(Data excerpts)
◇ ◇ ◇
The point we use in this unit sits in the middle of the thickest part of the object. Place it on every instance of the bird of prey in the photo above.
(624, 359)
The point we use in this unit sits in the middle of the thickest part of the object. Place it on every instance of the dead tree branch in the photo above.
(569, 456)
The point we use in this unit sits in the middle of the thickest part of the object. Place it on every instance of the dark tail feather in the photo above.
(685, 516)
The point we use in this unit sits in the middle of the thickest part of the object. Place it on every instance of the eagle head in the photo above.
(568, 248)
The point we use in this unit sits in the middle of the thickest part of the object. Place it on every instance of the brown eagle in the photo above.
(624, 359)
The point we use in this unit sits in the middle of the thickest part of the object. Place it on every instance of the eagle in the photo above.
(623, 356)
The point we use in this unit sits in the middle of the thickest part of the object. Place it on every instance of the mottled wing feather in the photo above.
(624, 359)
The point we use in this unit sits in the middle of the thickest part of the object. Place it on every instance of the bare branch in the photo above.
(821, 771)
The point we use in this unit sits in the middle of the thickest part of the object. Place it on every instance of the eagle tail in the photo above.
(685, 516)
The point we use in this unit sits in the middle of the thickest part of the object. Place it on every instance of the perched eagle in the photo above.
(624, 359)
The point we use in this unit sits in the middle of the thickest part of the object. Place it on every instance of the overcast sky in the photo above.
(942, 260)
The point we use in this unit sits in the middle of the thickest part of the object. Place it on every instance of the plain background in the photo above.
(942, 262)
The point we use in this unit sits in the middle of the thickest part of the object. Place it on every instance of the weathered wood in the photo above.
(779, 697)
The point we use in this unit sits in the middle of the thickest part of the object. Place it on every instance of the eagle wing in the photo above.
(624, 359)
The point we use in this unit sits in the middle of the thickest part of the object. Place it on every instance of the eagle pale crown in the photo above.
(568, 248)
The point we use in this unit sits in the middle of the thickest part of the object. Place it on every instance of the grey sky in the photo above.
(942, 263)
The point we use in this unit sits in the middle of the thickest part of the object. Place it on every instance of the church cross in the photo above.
◇ ◇ ◇
*Exercise*.
Copy out the lines starting at the one containing "overcast sky in the photo above." and ending with the last line of the entries. Include nothing else.

*Your response*.
The point we use in this unit sits in the middle of the thickest part of the object. Place it on every instance of the overcast sky in the photo above.
(942, 260)
The point we use in this unit sits in the middle of the thickest part of the object. Place it on every instance of the plain background in the photo above.
(942, 262)
The point we use in this unit sits in the middle of the thickest part of the object. Place it on every instance of the weathered wood in the photo above.
(779, 697)
The point we use in this unit sits in the middle of the thickest part of the object. Place it on every instance of the eagle wing in the photo above.
(624, 359)
The point we use in this unit sits in the middle of the thickest part of the object. Place it on every instance of the eagle pale crown in the photo above.
(568, 248)
The point we use in this unit sits in the middle of the thickest part of the object. Place it on every instance of the grey sky in the photo above.
(942, 263)
The point we use in this unit sits in the middle of the thickest part of the object. Place it on every instance of the church cross in the photo above.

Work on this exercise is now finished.